====== Seçilen bölüm
İmâm-ı Rabbânî Hazretleri.
Mektûbât'ta, Eflâtûn hakkında 266. Mektup'ta şunları yazıyor:
"Bu şakîlere1 gelince, boyunlarını uymak bağından sıyırdılar; delillerle de isbat yoluna saptılar. Böylelikle de hem dalâlette kaldılar; hem de başkalarını dalâlete sürüklediler.. Eflâtun bu hizlanda kalanların en büyükleri idi. Îsâ'nın -aleyhisselâm- dâveti kendisine ulaştığı zaman şöyle dedi: "Bizler hidâyeti bulmuşuz; bize hidayet edecek kimseye ihtiyacımız yoktur, (Yâhut şöyle demiştir, "Biz tehzib olmuş (pâklanmış) kimseleriz; bizi tehzib edecek kimseye ihtiyacımız yoktur") " Bu ne sefihlik, bu ne şekâvet! Şu cihetten ki, bir şahsı duyuyor ki, ölüleri diriltiyor, anadan doğma körün gözünü açıyor, abraş illetine tutulanı iyi ediyor. Bütün bunlar da onların hikmetlerinin dışındadır. Bununla beraber, üstteki cevâbı veriyor. Hem de hiç görmeden, hâlini inceleyip anlamadan, sîretini mülâhaza etmeden.."2
Yine 313. Mektup'ta da Eflâtûn hakkında şunları söylemektedir:
"Hatta ahmak Eflâtûn, nefsinin safâsına dayanarak, hayâle ve keşfe dayalı sûretleri kendisine mukteda eyledi. Kendisini beğenip, İsa aleyhisselam onun zamanında gelen bir peygamber idi, bu yüzden şöyle dedi; "Biz, hidayeti bulmuş kimseleriz. Bize hidayet edecek kimseye ihtiyacımız yoktur". Zulmetin artmasını gerektiren bu safâ onda olmasaydı, hayâle ve keşfe dayalı sûretler onun yolunu tutmaz; matluba kavuşmayı da engellemezdi. Bu safâ sebebi ile o kendisini nurânî bulmuştu. Ama bilememişti ki, bu safâ ince bir kabuğu dâhi geçmemiştir. Yâni, nefs-i emmâre cihetinden.. O nefs-i emmâre, habâseti ve necâseti üzere duruyordu. Daha kaba bir kılıfa bürünen necâsetten başka bir hâl almayı onun için artırmamıştı. Üzerine sadece incecikten bir tatlı kaplanmıştı... Eflâtûn, nefs-i emmâresine taalluk eden safâyı, Îsâ'ya nisbet edilen kalp safâsı sandı. Zarûrî olaraktan da nefs-i emmâresini tehzib edilmiş, temize çıkmış olarak tahayyül etti. Dolayısıyla Îsâ'ya -aleyhisselâm- tâbî olma devletinden mahrum oldu."3
Eflâtûn (Platon)
============
◆ **Alıştırma yönergeleri**
1. Eflâtun hakkındaki metne göre Eflâtun, nefs-i emmâresine ait safâyı neyle karıştırmış?
2. Eflâtun hakkındaki metinde 266. Mektup'tan alınan kısma bakın. Eflâtun'un duyduğu söylenen şahsın yaptığı işlerin hepsini sıralayın.
3. Eflâtun hakkındaki metni, gösterilen son satırdan sonrasını yazarak devam ettirin.
====== Kayıt listesi
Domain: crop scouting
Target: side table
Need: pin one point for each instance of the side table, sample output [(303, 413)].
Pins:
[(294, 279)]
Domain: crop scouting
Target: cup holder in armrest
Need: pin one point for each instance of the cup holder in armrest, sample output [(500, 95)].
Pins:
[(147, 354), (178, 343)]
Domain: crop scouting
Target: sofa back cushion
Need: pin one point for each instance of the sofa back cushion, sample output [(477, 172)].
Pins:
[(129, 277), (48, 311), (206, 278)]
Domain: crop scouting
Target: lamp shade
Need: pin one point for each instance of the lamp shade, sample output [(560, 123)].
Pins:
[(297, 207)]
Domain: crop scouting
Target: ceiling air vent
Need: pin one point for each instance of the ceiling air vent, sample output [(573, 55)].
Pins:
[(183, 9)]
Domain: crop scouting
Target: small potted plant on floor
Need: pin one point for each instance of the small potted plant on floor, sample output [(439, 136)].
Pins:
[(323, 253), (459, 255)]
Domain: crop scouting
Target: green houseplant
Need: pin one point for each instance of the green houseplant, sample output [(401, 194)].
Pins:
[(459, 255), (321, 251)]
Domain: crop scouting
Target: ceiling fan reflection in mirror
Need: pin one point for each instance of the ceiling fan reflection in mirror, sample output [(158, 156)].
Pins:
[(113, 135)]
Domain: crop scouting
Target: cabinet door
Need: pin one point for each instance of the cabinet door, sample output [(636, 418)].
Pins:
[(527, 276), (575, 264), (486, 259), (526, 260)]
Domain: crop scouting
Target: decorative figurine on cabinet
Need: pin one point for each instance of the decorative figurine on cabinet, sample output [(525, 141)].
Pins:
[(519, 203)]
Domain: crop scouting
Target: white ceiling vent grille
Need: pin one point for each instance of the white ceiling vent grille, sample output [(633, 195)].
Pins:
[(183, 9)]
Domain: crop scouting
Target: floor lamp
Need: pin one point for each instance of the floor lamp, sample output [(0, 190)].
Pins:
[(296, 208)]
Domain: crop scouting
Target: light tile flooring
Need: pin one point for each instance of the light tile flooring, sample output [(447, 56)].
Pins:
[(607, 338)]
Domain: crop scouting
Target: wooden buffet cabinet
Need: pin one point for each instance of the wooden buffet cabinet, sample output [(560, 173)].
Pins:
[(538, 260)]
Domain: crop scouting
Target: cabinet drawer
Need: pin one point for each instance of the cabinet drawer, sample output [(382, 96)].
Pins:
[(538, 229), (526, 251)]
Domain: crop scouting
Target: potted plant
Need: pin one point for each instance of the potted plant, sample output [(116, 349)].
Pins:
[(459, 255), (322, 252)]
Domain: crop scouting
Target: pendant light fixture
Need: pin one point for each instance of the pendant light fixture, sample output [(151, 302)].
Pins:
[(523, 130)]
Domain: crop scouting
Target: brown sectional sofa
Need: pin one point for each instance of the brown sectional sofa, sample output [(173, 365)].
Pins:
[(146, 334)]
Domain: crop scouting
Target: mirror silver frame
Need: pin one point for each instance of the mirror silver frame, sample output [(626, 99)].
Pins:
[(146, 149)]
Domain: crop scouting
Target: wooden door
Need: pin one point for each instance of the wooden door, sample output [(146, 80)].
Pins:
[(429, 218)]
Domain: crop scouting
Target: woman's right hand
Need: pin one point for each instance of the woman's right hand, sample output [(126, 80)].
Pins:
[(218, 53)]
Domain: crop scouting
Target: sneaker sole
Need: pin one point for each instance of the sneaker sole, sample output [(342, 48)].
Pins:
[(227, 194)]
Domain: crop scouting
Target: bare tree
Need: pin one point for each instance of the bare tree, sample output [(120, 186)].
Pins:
============
◆ **Görev cevapları**
1. Îsâ'ya nisbet edilen kalp safâsıyla.

2. Ölüleri diriltiyor; anadan doğma körün gözünü açıyor; abraş illetine tutulanı iyi ediyor.

3.
Zamanında Yaşayan Hz. Îsâ bin Meryem
Burada İmâm-ı Rabbânî Hazretleri, kuşku bırakmayacak şekilde, Hz. Îsâ'nın,
Eflâtûn zamanında (M.Ö. 427-347 yılları arasında) yaşadığını savunuyor. İmâm-ı
Rabbânî Hz. bir allâmedir. Kendi devrinde Hindistan'ın en otoriter Sünni
âlimiydi. Hıristiyan Tarihi konusunda yazan klasik Hıristiyan tarihçilerinin,
Hz. Îsâ'yı İmparator Augustus'un 28. senesinde dünyâya gelmiş zannetmeleri
(Miladi 0 senesi), İmâm-ı Rabbânî'nin habersiz olduğu bir bilgi olamaz. Bu
durumda, İmâm-ı Rabbânî Hz.'nin yazarken isim hatası yapmış olması da mümkün
değil. Çünkü birbirinden farklı zamanlarda yazdığı iki mektupta da Eflâtûn'un
Hz. Îsâ zamanında yaşadığını savunuyor. Bu durumda, İmâm-ı Rabbânî'nin bu
konudaki kanaatinin kesin olduğunu söyleyebiliriz.
Hz. Îsâ'nın dünyâyı teşrif ettiği tarih, Pers kralı II. Dârâ'nın krallık
dönemine denk geliyor. II. Dârâ (Darius,
Dârayavuş), M.Ö. 423-404 arasında şahlık yaptı. II. Artaserhas ise M.Ö. 404-358
arasında krallık yaptı. Eflâtun, Hz. Îsâ'ya hakkında yukarıdaki cevabı
verebildiğine göre, o sırada yetişkinlik çağında olmalı. Bu da, II. Artaserhas'ın (M.Ö. 404-358)
krallığına denk geliyor. Yâni başka bir bakış açısıyla, İskender-i Yunânî'nin,
Ahamenişleri birkaç sene içerisinde yerle bir ettiği doğu seferiyle aynı
asırda, Hz. Îsâ risalet görevini yerine getirip, gaybûbet gerçekleşti, ancak bu
risâlet görevi İskender'in Ahamenişleri yerle bir etmesinden önce yaşandı. Hz.
İsa'nın arz üzerinde olduğu dönemde dünyâ sınırları aşağı yukarı şu durumdaydı:
II. Darius'un özel ismi olan Okus (Ochus) ile Roma İmparatoru
Augustus'un (Ogüst) arasındaki isim benzerliğini farkettiniz mi? Gerçekte, Hz.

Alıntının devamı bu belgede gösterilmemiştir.